------ PROVIDED RECORDS ------

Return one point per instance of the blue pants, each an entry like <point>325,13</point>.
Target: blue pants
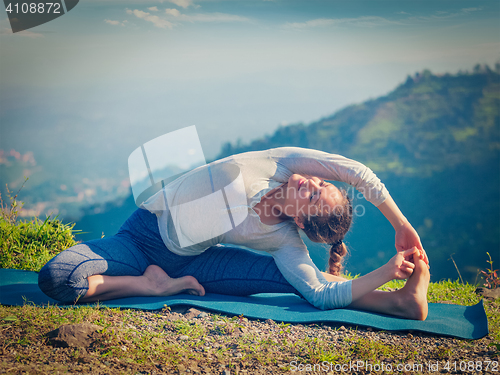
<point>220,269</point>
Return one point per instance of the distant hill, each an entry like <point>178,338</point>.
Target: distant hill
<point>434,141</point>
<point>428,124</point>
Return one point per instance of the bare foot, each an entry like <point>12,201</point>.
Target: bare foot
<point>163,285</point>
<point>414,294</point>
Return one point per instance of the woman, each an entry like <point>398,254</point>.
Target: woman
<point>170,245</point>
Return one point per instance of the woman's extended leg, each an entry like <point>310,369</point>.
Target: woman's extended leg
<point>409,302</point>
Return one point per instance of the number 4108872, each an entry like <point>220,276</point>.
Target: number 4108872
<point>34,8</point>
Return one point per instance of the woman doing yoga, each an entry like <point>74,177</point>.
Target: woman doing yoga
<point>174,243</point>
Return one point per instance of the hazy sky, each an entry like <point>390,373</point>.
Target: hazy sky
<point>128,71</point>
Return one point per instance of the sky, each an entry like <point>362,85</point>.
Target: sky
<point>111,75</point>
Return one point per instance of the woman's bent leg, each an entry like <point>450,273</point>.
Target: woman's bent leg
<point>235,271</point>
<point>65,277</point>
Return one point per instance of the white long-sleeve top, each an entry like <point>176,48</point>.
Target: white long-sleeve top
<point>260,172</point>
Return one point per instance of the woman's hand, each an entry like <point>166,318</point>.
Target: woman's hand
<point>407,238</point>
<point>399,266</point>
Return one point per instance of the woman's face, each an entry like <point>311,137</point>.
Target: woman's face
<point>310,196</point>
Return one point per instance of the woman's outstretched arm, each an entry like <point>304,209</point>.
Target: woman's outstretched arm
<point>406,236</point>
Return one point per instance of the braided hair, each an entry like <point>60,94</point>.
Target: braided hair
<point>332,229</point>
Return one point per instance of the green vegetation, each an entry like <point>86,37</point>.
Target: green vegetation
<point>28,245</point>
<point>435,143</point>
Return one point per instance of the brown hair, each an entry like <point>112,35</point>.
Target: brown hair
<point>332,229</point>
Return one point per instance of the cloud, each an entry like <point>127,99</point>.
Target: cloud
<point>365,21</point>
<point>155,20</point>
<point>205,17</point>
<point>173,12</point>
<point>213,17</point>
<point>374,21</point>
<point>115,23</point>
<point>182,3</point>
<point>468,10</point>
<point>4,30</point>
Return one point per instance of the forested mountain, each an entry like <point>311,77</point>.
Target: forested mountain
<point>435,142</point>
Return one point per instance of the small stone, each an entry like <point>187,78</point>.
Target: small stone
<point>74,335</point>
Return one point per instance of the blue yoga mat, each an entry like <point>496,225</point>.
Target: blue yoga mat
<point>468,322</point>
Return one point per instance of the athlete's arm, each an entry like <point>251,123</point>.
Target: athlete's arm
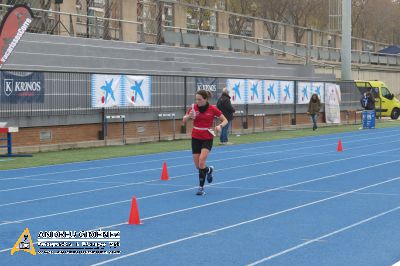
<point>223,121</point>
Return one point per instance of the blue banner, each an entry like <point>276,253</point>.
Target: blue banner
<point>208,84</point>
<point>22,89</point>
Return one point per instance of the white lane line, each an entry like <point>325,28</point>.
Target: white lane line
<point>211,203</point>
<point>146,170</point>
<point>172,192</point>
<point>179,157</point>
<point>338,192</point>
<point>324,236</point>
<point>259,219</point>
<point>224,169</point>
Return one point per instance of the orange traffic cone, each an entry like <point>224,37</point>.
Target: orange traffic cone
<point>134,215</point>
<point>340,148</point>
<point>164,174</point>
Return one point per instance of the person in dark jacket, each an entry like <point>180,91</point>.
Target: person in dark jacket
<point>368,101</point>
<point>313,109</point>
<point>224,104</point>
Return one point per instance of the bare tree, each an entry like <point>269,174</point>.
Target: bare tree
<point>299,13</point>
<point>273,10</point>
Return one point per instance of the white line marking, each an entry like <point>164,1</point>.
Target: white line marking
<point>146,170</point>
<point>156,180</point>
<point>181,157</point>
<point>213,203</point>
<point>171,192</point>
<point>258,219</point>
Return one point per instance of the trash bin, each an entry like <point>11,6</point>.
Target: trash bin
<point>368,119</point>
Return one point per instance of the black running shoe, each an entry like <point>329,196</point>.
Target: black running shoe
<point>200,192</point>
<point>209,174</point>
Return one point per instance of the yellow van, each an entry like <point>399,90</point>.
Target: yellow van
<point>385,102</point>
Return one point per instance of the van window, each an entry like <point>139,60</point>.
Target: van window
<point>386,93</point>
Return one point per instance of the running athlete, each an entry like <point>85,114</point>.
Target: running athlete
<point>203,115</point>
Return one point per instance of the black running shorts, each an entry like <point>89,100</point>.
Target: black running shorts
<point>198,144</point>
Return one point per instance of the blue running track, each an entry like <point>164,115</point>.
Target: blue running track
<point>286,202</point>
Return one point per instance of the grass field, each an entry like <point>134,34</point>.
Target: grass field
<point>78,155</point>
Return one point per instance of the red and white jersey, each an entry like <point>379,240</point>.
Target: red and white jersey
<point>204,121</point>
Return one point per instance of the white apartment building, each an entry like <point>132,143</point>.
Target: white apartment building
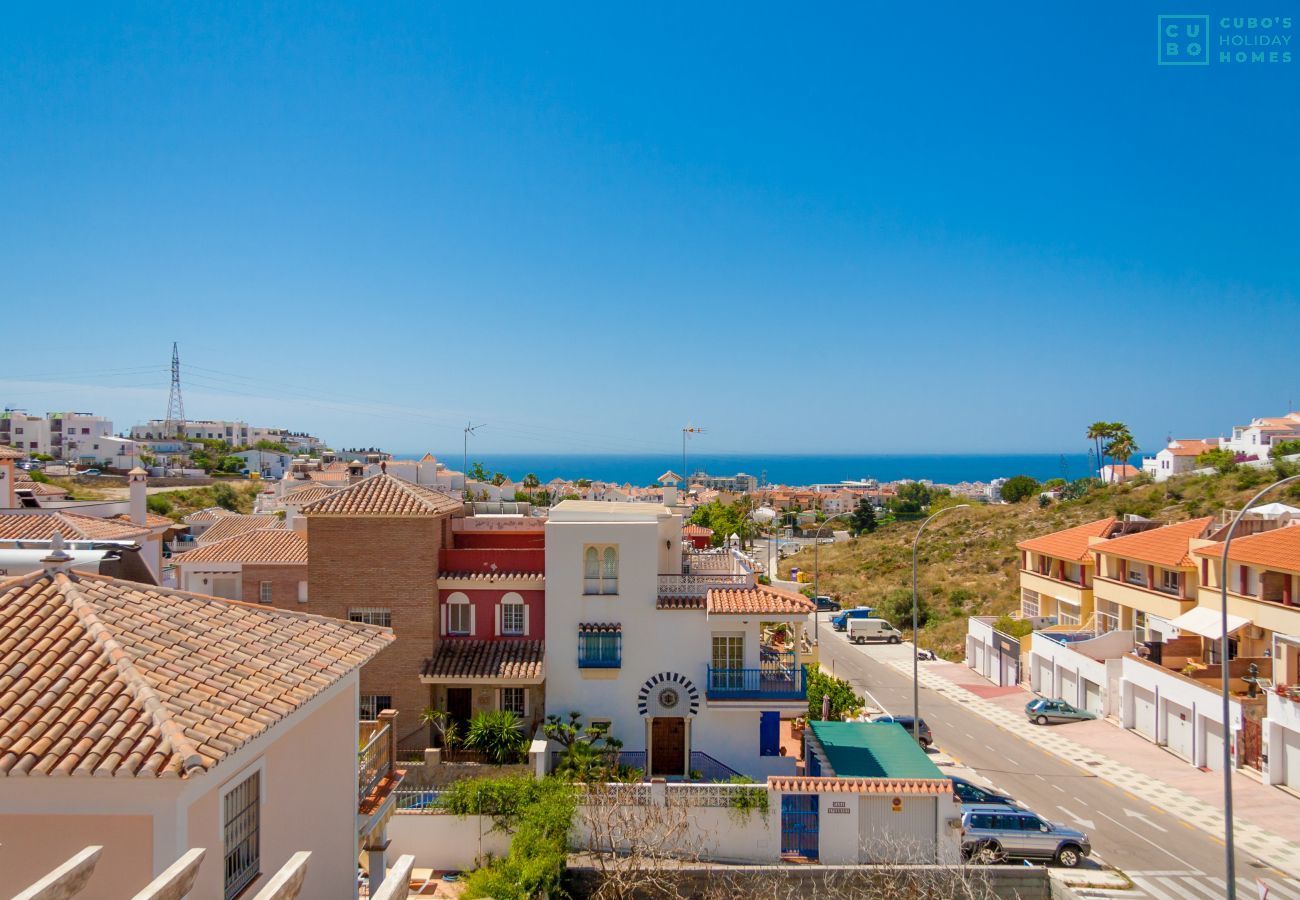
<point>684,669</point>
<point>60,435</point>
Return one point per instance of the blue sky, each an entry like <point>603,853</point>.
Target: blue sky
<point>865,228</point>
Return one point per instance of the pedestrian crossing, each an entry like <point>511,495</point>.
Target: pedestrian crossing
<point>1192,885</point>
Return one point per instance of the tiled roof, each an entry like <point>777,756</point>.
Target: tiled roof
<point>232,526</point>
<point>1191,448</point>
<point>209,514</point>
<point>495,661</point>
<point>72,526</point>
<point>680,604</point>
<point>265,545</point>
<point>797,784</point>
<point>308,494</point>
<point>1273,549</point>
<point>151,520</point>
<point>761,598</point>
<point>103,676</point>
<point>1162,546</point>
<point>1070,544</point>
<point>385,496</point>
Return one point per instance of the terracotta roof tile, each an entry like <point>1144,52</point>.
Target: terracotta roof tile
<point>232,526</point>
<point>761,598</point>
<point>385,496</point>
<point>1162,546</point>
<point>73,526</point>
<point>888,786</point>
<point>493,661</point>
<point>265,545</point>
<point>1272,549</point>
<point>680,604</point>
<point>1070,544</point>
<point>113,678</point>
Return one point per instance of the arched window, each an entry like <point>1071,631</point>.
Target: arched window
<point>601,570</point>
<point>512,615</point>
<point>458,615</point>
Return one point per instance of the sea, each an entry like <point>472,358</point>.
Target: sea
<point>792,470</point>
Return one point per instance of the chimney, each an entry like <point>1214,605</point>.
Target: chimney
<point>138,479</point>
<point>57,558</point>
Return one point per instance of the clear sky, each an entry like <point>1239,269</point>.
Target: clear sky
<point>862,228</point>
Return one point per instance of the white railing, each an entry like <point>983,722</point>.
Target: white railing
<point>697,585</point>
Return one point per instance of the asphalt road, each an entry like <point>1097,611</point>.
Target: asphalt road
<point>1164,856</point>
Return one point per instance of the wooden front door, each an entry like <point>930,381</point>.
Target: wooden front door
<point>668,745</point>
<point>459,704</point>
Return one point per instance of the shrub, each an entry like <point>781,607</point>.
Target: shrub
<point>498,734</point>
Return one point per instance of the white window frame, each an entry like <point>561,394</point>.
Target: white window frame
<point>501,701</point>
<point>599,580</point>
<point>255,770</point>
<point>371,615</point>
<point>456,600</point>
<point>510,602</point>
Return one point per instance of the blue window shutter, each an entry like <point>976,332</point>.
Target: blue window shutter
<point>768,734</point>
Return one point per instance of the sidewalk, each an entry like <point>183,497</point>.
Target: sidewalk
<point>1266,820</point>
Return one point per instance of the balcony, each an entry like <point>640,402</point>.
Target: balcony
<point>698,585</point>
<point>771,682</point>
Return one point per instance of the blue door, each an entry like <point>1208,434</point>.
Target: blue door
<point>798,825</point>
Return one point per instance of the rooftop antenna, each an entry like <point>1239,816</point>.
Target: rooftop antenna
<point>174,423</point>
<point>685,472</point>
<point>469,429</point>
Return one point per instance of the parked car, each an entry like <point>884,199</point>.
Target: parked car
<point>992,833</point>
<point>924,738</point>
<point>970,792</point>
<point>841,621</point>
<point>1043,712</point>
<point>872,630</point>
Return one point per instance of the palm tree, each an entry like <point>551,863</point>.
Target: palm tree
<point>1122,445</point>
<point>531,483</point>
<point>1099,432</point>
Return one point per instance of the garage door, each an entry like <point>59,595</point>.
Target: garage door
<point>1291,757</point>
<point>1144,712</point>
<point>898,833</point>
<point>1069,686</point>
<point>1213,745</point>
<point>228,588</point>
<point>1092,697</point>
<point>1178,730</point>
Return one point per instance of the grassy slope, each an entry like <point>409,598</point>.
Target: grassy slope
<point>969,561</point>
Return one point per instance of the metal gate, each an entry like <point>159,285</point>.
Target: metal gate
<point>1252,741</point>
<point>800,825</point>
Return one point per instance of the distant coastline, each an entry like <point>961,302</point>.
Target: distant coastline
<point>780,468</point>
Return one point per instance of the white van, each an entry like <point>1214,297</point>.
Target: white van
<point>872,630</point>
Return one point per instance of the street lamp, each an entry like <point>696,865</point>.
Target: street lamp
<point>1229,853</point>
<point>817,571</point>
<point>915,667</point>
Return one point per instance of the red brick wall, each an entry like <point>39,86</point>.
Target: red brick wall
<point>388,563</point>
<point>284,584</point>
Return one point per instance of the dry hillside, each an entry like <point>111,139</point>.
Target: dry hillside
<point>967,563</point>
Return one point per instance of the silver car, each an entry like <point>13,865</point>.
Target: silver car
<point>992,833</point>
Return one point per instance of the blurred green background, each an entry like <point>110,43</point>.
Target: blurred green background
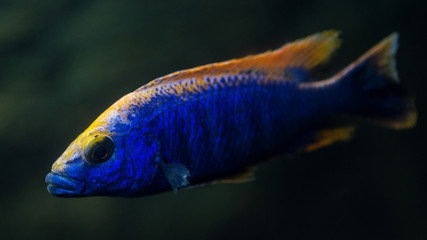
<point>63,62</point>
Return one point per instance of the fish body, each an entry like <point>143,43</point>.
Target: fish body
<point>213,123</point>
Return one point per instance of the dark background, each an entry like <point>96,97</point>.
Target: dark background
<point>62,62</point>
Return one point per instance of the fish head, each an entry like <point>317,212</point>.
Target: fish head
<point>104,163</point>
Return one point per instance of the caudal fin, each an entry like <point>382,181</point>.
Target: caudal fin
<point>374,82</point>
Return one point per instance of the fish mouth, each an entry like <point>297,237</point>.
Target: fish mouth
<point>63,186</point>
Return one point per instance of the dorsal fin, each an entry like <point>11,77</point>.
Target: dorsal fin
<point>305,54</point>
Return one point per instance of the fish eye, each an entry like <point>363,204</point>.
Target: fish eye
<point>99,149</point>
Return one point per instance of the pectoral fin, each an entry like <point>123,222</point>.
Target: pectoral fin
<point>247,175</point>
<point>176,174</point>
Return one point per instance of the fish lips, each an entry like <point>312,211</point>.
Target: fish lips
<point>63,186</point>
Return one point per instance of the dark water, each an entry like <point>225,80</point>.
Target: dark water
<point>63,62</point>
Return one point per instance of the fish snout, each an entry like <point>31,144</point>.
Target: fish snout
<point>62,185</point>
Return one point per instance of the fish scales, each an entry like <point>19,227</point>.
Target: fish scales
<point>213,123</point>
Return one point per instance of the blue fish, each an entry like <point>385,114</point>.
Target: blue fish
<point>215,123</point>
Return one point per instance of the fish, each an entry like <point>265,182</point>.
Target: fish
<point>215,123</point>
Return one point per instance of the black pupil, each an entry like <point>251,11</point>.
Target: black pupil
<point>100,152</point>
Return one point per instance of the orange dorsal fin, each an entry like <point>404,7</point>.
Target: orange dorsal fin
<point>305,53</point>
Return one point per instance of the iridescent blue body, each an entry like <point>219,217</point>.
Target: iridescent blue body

------

AIM OF THE TASK:
Only those lines of the entries above that run from the line containing "Target: arched window" to the line containing "Return one point per instance of the blue window", both included, should be transcribed exactly.

ANSWER BOX:
Target: arched window
<point>601,570</point>
<point>512,615</point>
<point>458,615</point>
Return one point per instance of the sea, each an entry like <point>472,358</point>.
Target: sea
<point>792,470</point>
Return one point per instance of the chimney, each an entry like <point>1214,605</point>.
Target: chimney
<point>138,479</point>
<point>57,558</point>
Return one point per instance of the clear sky, each an entry like <point>1239,269</point>.
Target: clear sky
<point>862,228</point>
Return one point per instance of the white railing, each an entry like <point>983,722</point>.
Target: white railing
<point>697,585</point>
Return one point per instance of the asphalt road, each an entry like <point>1097,611</point>.
Target: asphalt road
<point>1164,856</point>
Return one point per instance of the wooden front door, each an entry like <point>930,381</point>.
Target: wooden front door
<point>668,745</point>
<point>459,704</point>
Return one point per instance of the shrub, each an entry like <point>781,607</point>.
Target: shrub
<point>498,734</point>
Return one point per instance of the white window frame, each an entry like <point>561,394</point>.
Target: white window frame
<point>501,701</point>
<point>599,580</point>
<point>255,770</point>
<point>371,615</point>
<point>456,600</point>
<point>510,602</point>
Return one point per instance of the blue window shutter, each an entry like <point>976,332</point>.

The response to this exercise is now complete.